Problem requirements: Reproduce the passage of the visiting scholars announcement from "Each year, the" up to and including "with the theme.", keeping every word and punctuation mark unchanged.
== Source document ==
Each year, the Institute for Research on Women (IRW) invites several individuals to join us as visiting scholars for four to nine months. While visiting scholars are expected to provide their own funding, IRW offers office space, institutional affiliation, access to the Rutgers library, and participation in a lively interdisciplinary feminist community. The theme for our discussions during the 2023-2024 academic year is “Possession.” We invite applications from university-based scholars and scholar/activists whose work is compatible with the theme.
About the IRW
IRW promotes innovative scholarship on women, gender, and sexuality through interdisciplinary forums, lectures, and conferences. IRW’s weekly seminar allows visiting scholars to discuss drafts of their work with Rutgers faculty and graduate students, all of whom are working on writing projects related to the annual theme. In addition, our visiting scholars program provides an opportunity for postdoctoral scholars and activists to benefit from Rutgers’ unique resources related to the study of women and gender. IRW is a member of the Institute for Women’s Leadership (IWL), a consortium of several different Rutgers units focused on women and gender, also including Douglass Residential College, the Women’s and Gender Studies Department, the Center for American Women and Politics, and the Center for Women and Work, among others.
===
== Dataset entries ==
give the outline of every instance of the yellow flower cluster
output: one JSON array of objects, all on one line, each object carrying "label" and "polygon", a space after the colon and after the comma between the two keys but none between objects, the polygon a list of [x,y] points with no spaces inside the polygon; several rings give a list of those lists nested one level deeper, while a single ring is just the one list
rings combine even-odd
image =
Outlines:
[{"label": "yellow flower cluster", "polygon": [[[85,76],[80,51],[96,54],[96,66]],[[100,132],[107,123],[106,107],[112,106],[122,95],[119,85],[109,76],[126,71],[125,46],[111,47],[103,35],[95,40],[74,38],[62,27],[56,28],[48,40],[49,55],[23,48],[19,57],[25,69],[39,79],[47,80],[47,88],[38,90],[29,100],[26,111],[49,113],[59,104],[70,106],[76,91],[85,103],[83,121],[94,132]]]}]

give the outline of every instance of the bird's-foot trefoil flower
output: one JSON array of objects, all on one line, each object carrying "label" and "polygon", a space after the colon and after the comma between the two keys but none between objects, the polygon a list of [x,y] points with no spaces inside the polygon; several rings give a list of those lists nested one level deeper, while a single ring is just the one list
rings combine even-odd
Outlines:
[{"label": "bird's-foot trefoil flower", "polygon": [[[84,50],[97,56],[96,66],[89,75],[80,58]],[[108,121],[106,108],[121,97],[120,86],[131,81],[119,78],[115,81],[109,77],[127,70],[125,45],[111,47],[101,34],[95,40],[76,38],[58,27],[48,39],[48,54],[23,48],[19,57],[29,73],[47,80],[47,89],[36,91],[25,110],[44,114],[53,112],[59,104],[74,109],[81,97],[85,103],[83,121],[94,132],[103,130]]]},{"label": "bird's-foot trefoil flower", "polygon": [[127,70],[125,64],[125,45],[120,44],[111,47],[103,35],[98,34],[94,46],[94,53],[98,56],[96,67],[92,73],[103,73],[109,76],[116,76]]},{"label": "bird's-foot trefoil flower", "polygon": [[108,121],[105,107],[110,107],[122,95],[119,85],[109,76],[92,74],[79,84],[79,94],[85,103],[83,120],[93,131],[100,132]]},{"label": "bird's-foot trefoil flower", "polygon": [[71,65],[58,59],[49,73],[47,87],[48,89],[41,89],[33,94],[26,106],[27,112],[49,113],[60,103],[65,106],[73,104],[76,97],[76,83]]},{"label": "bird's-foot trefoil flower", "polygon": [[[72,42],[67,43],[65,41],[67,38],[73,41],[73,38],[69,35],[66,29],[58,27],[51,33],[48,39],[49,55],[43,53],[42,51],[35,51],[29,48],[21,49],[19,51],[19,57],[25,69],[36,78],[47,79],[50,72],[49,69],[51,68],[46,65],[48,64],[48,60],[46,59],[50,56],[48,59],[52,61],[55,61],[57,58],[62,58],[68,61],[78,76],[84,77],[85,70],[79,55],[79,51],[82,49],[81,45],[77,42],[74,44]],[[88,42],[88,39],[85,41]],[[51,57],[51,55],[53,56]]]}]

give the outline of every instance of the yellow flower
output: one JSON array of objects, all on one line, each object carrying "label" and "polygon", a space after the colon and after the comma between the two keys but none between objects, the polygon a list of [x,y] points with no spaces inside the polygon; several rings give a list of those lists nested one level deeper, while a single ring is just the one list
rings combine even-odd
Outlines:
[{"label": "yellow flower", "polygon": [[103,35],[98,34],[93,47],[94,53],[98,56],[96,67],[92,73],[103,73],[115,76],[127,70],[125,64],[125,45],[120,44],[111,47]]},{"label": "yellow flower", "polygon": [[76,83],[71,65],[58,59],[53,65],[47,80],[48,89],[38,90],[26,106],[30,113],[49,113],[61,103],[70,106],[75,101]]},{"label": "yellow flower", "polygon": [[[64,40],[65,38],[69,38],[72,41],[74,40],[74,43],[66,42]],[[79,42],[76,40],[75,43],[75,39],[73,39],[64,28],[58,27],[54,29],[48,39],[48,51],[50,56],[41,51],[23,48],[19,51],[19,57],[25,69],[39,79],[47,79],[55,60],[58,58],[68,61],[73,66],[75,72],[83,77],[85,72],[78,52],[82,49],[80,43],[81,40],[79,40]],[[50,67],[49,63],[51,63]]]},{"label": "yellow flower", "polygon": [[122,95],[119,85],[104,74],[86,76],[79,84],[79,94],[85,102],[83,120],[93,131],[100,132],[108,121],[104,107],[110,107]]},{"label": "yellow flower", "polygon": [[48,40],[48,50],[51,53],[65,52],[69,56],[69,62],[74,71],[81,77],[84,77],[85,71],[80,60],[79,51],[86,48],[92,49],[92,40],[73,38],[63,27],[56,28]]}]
===
Answer below:
Each year, the Institute for Research on Women (IRW) invites several individuals to join us as visiting scholars for four to nine months. While visiting scholars are expected to provide their own funding, IRW offers office space, institutional affiliation, access to the Rutgers library, and participation in a lively interdisciplinary feminist community. The theme for our discussions during the 2023-2024 academic year is “Possession.” We invite applications from university-based scholars and scholar/activists whose work is compatible with the theme.